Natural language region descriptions
=== Begin Enclosure ===

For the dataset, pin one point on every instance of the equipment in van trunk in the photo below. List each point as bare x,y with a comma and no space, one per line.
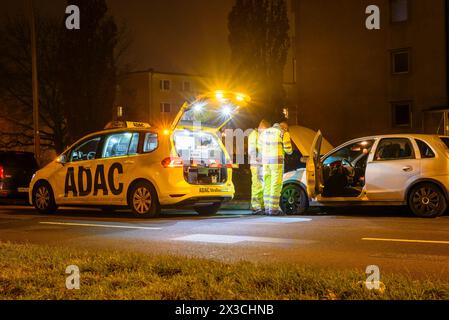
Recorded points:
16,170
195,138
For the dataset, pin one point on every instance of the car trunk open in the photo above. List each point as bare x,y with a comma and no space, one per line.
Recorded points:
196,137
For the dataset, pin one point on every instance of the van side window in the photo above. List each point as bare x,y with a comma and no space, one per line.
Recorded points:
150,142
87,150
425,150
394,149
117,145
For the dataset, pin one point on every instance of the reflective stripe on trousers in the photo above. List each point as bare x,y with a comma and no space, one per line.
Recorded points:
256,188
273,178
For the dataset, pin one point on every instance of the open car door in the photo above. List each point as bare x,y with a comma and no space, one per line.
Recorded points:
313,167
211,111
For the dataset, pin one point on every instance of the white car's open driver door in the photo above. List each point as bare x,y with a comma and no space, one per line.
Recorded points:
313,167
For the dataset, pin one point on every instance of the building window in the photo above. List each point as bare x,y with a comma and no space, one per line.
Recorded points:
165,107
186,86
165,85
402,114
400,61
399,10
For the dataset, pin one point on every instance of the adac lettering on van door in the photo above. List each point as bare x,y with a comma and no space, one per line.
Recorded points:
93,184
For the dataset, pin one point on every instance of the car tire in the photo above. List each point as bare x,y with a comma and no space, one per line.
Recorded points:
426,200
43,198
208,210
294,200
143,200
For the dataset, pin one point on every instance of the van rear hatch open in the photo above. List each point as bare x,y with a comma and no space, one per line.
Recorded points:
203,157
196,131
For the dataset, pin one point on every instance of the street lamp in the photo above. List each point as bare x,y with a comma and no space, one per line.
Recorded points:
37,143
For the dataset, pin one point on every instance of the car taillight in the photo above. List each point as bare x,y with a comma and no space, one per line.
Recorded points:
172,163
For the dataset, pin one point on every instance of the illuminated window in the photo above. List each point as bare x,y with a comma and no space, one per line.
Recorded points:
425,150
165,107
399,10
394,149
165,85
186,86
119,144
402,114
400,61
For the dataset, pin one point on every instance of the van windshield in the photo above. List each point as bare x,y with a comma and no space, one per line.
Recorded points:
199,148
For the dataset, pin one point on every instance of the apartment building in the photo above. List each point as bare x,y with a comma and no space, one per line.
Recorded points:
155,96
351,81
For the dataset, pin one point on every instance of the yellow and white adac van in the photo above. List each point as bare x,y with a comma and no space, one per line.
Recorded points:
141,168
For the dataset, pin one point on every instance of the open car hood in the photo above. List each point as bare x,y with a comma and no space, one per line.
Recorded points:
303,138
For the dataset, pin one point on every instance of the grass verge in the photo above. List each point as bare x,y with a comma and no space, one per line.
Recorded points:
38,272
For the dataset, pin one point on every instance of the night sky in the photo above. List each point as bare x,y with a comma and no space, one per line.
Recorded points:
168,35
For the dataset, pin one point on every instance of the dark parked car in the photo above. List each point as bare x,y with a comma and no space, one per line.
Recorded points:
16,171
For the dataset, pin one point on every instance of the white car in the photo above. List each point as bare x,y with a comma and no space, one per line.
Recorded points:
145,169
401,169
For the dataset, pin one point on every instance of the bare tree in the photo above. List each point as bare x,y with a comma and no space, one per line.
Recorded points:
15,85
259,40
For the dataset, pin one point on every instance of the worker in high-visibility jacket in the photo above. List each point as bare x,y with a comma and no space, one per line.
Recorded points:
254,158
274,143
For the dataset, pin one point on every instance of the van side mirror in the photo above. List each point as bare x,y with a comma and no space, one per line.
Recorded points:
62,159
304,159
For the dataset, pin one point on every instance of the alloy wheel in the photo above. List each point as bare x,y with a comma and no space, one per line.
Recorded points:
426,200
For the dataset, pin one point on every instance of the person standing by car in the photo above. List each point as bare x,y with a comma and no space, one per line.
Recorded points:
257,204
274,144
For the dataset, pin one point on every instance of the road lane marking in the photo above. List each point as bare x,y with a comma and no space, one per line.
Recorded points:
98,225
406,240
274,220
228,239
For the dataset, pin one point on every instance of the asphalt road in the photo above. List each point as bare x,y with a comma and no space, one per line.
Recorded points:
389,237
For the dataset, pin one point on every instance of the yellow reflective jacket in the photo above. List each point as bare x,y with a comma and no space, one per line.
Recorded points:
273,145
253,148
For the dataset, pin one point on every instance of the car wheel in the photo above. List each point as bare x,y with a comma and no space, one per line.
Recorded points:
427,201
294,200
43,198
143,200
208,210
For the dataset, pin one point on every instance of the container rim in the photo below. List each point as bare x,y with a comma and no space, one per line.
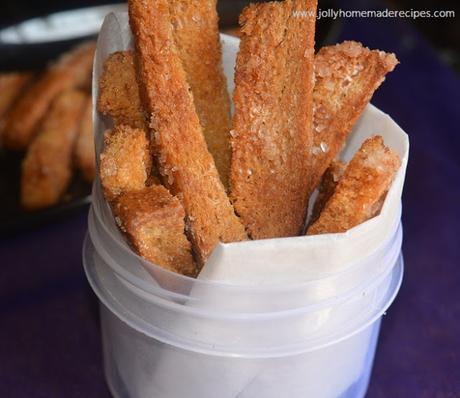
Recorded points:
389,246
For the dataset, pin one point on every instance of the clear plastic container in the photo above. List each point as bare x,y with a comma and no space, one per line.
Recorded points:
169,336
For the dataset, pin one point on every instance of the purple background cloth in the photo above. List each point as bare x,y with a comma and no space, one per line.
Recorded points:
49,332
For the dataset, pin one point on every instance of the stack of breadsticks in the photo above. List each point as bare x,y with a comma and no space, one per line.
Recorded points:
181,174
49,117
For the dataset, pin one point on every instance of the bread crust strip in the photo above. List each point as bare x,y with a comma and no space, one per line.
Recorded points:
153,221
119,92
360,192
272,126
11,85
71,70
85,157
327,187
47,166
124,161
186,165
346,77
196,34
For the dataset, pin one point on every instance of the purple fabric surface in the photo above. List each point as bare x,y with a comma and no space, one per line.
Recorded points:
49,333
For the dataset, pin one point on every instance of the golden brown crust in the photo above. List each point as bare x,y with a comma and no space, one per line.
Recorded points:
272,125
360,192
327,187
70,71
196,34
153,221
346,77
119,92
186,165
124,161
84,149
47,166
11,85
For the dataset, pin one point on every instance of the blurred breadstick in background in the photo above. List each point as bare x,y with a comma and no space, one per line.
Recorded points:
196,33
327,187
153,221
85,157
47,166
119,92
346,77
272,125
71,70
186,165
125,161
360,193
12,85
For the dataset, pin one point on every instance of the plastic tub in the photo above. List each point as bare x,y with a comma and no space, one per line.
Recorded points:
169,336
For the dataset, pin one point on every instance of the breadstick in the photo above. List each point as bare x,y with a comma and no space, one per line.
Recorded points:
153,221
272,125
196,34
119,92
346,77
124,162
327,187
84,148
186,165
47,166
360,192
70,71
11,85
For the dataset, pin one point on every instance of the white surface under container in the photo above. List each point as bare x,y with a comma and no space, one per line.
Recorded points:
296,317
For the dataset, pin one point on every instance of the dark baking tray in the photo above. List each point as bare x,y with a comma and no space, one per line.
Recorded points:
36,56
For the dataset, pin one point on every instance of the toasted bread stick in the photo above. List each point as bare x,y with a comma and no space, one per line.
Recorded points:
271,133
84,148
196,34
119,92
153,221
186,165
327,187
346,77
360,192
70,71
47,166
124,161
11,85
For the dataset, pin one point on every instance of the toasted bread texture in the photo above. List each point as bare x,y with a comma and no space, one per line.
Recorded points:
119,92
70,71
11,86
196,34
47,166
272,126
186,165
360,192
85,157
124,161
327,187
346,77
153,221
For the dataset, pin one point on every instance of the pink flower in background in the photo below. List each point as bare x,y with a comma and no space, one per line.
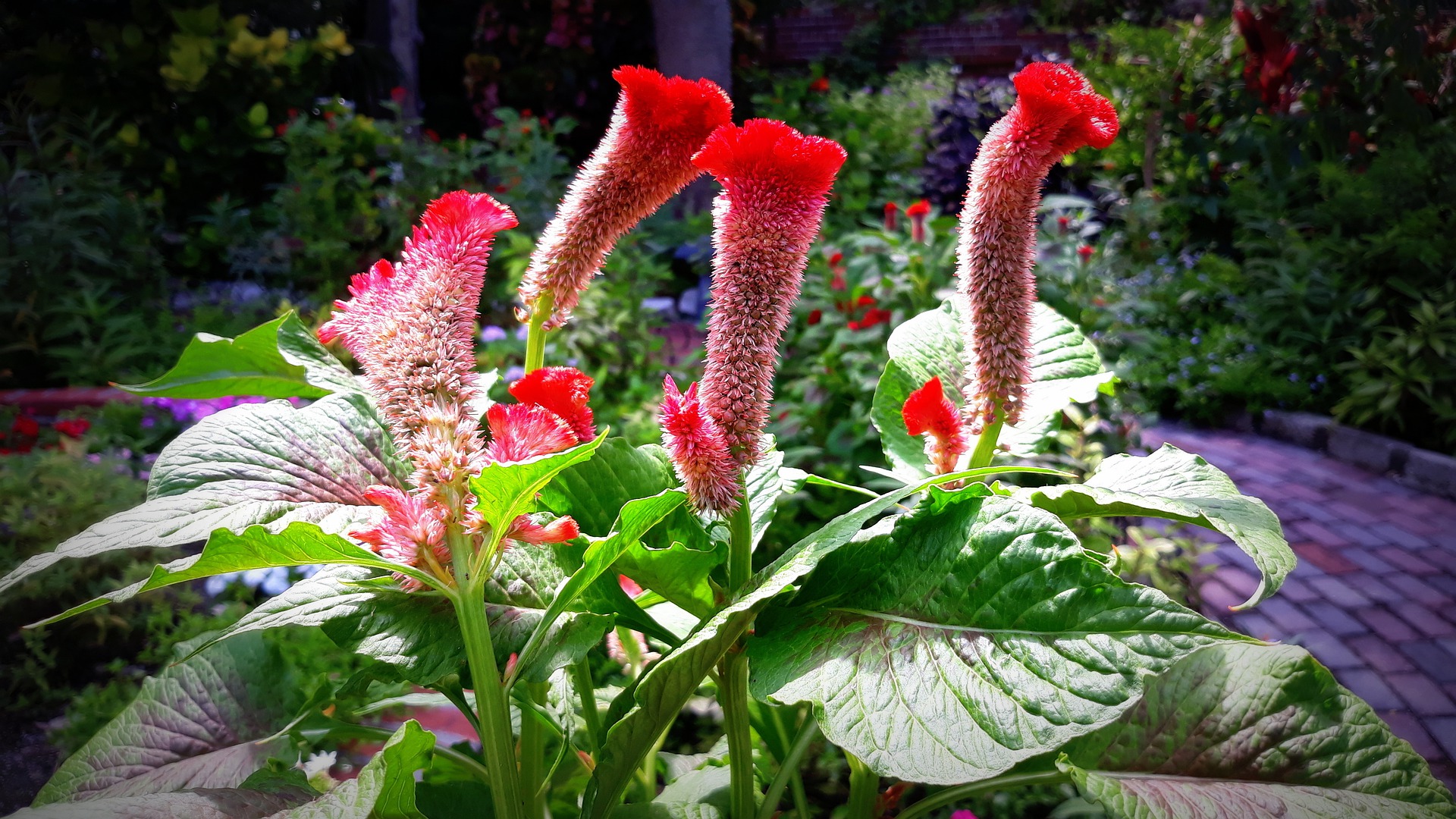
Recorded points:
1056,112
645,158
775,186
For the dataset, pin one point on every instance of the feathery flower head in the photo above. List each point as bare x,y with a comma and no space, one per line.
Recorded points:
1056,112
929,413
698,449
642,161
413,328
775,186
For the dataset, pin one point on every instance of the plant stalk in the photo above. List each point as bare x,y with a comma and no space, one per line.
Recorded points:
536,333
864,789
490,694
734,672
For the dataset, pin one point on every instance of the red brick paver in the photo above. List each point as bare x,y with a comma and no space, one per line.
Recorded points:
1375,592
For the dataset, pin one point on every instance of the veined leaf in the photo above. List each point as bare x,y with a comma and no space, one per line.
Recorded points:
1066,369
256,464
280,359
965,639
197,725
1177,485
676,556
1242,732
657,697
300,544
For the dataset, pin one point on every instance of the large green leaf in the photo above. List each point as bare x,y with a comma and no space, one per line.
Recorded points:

=== End Enclosure ===

Your task is to find every line above containing the word "plastic" and copy it.

**TASK RESPONSE**
For the dataset, pin one point on every instance of the clear plastic container in the photo above. List each point as bare x,y with a comma and no space, one per line.
For the dataset, pin one point on every instance of the plastic tub in the photo above. List each point as bare x,y with a comma and no space, one per line.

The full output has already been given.